Your task is to copy every line of this material exactly.
--- BEGIN Exercise materials ---
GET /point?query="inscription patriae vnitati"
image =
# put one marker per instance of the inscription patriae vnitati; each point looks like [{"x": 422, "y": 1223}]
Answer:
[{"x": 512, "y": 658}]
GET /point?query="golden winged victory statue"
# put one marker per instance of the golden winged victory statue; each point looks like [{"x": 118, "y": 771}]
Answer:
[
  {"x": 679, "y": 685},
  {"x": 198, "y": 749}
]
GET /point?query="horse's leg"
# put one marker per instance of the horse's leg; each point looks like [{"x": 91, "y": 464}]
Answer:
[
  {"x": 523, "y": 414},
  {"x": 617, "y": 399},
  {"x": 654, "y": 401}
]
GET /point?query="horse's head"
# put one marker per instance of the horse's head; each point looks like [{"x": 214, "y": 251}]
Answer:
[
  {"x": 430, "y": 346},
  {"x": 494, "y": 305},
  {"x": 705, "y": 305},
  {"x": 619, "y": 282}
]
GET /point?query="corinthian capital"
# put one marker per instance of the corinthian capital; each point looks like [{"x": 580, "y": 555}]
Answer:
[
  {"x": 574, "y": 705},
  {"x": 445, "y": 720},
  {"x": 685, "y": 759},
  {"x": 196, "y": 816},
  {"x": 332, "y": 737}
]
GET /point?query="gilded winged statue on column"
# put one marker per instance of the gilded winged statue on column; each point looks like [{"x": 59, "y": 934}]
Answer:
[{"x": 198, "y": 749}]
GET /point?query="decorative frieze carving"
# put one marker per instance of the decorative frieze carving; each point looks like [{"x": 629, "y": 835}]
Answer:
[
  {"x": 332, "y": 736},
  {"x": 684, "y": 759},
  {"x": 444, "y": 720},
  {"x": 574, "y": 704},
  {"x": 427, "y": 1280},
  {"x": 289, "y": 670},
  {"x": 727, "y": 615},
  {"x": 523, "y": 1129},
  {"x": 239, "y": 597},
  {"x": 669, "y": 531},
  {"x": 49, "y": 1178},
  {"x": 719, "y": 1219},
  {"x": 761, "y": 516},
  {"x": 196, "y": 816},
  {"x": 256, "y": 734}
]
--- END Exercise materials ---
## [In response]
GET /point?query="inscription patriae vnitati"
image =
# put one marker per instance of the inscription patriae vnitati; each point looks like [{"x": 422, "y": 1223}]
Answer:
[{"x": 512, "y": 658}]
GET /point?query="golden winged victory statue"
# put one marker per instance of the golden winged victory statue; each point looks like [{"x": 118, "y": 771}]
Answer:
[
  {"x": 679, "y": 685},
  {"x": 198, "y": 749}
]
GET /point?query="horse's leg"
# put one marker per instance of the horse's leg; each point looks like [{"x": 91, "y": 464}]
Answer:
[
  {"x": 523, "y": 414},
  {"x": 617, "y": 399},
  {"x": 654, "y": 401}
]
GET /point?query="horse's head"
# put one marker per instance of the horse's head; each point looks like [{"x": 214, "y": 251}]
Answer:
[
  {"x": 430, "y": 346},
  {"x": 494, "y": 305},
  {"x": 705, "y": 305},
  {"x": 619, "y": 282}
]
GET /point?query="corinthian capital"
# put one marker per instance of the corinthian capital; each point looks like [{"x": 580, "y": 555}]
Answer:
[
  {"x": 574, "y": 705},
  {"x": 445, "y": 720},
  {"x": 685, "y": 759},
  {"x": 196, "y": 816},
  {"x": 332, "y": 737}
]
GET /point?query="gilded winged statue on column"
# put one marker per instance of the gilded winged statue on column; each point looks like [{"x": 59, "y": 934}]
Answer:
[{"x": 198, "y": 749}]
GET /point?query="decorative frieze carving"
# put one marker per instance of the decorative frieze carving; each point looks like [{"x": 629, "y": 835}]
Answer:
[
  {"x": 332, "y": 736},
  {"x": 684, "y": 759},
  {"x": 444, "y": 720},
  {"x": 574, "y": 704},
  {"x": 427, "y": 1280},
  {"x": 289, "y": 670},
  {"x": 727, "y": 615},
  {"x": 523, "y": 1129},
  {"x": 239, "y": 597},
  {"x": 669, "y": 531},
  {"x": 49, "y": 1178},
  {"x": 719, "y": 1219},
  {"x": 761, "y": 516},
  {"x": 196, "y": 816},
  {"x": 256, "y": 734}
]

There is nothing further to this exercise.